2. The package receptacle chute of claim 1 further comprising at least one hinged attachment means for hingedly attaching the chute to the wall or door.

3. The package receptacle chute of claim 2 wherein the chute is disposed within a garage door.

4. The package receptacle chute of claim 3 wherein the attachment means comprises at least one hinge articulating with at least two hinge plates.

5. The package receptacle chute of claim 1 wherein the front panel includes a face plate.

6. The package receptacle chute of claim 1 wherein the front panel includes a handle to open the chute.

7. The package receptacle chute of claim 1 wherein the obtuse angle is at least 90 degrees.

8. The package receptacle chute of claim 1 wherein the obtuse angle is at least 100 degrees.

9. The package receptacle chute of claim 1 wherein the obtuse angle is at least 120 degrees.

10. The package receptacle chute of claim 1 further comprising a locking means for locking the chute, thereby preventing it from being opened.

11. The package receptacle chute of claim 10 wherein the locking means is comprised of a horizontal locking bar that is slidably received through both side panels, the bar having a length greater than the width of the chute suitable for engaging the structure in which the chute resides to prevent movement.

12. The package receptacle chute of claim 1 wherein the upper edges of the side panels are rounded in a convex radial shape.

13. A kit for installing a package receptacle chute within a wall or door, the kit comprising: a front panel foldably connected to and extending at an obtuse angle from a floor panel, the front panel and floor panel further connected to one another by two opposing side panels, the panels being configured to form a pivoting package repository for receiving and transferring a package from one side of the wall or door to the other side, wherein each side panel comprises at least two independent sections, the first of such sections being foldably connected to the front panel and the second of such sections being foldably connected to the floor panel, the first and the second sections being affixed to one another to render the resulting side panel substantially planar and contiguous; and at least one hinged attachment means for hingedly attaching the chute to the wall or door.

14. The kit of claim 13 wherein the hinged attachment means comprises at least one hinge articulating with at least two hinge plates.

15. A method for installing a package receptacle chute within a wall or door, the method comprising: providing a chute having a front panel foldably connected to and extending at an obtuse angle from a floor panel, the front panel and floor panel further connected to one another by two opposing side panels, the panels being configured to form a pivoting package repository for receiving and transferring a package wherein each side panel comprises at least two independent sections, the first of such sections being foldably connected to the front panel and the second of such sections being foldably connected to the floor panel, the first and the second sections being affixed to one another to render the resulting side panel substantially planar and contiguous; providing at least one hinged attachment means for hingedly attaching the chute to the wall or door; removing a section of the door or wall to accommodate the dimensions of the chute; optionally attaching the removed section of the door or wall to the front panel of the chute; and attaching the hinged attachment means to the chute and to the wall or door.
Description



FIELD OF INVENTION

[0001] The invention relates to a device which will allow for the secure delivery and receipt of a package or document sent and delivered through a package delivery or courier service wherein the delivered package or document remains secure and inaccessible until retrieved by the intended recipient of the package or document.

Stored data:
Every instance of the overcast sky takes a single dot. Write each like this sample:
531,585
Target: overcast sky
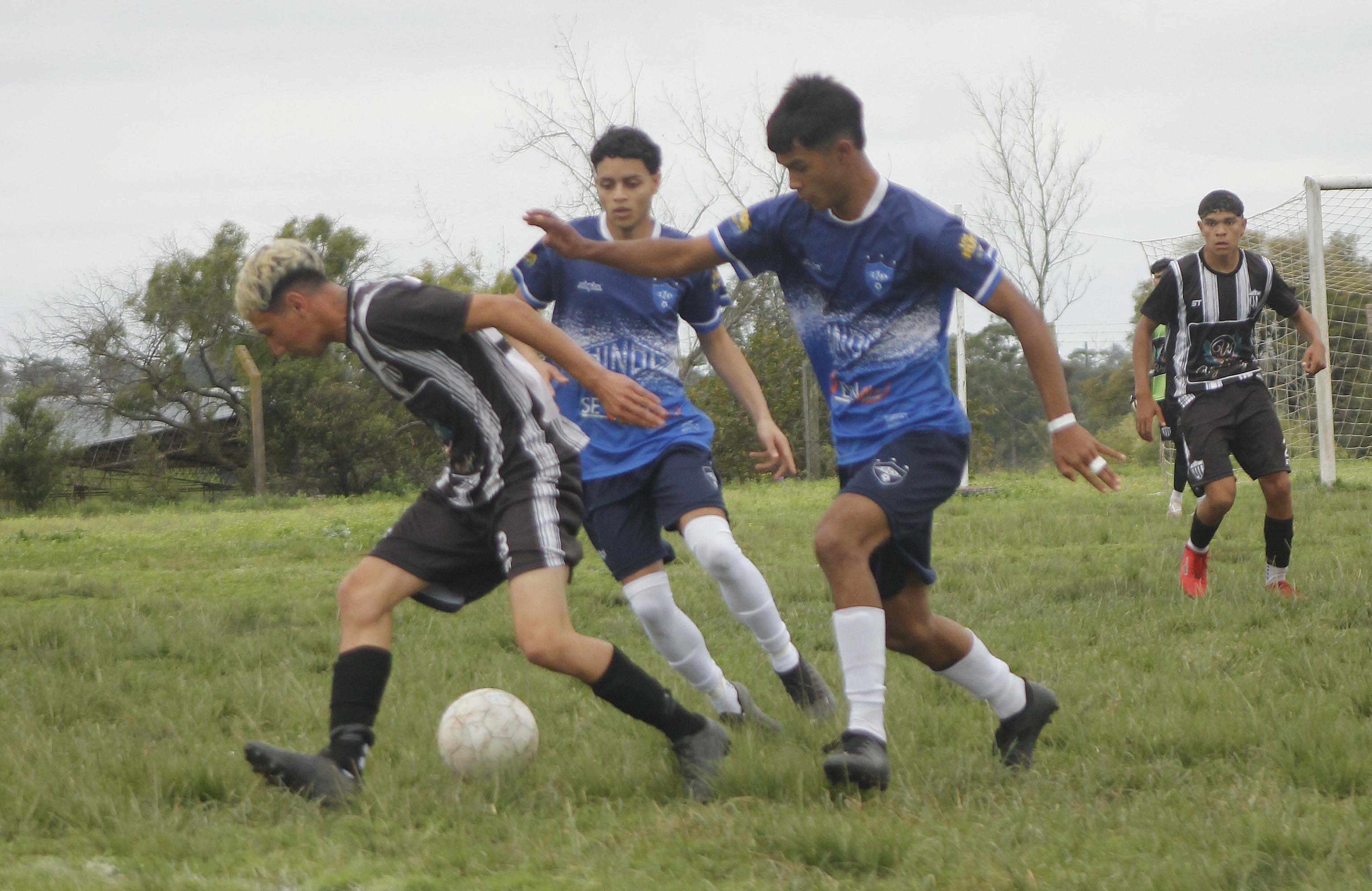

What the task requires:
Answer these from the package chute patent passage above:
(a) In claim 3, where is the chute disposed?
(b) In claim 11, what is the horizontal locking bar slidably received through?
(c) According to the field of invention, until when does the delivered package or document remain secure and inaccessible?

Reply:
(a) Within a garage door.
(b) Both side panels.
(c) Until it is retrieved by the intended recipient of the package or document.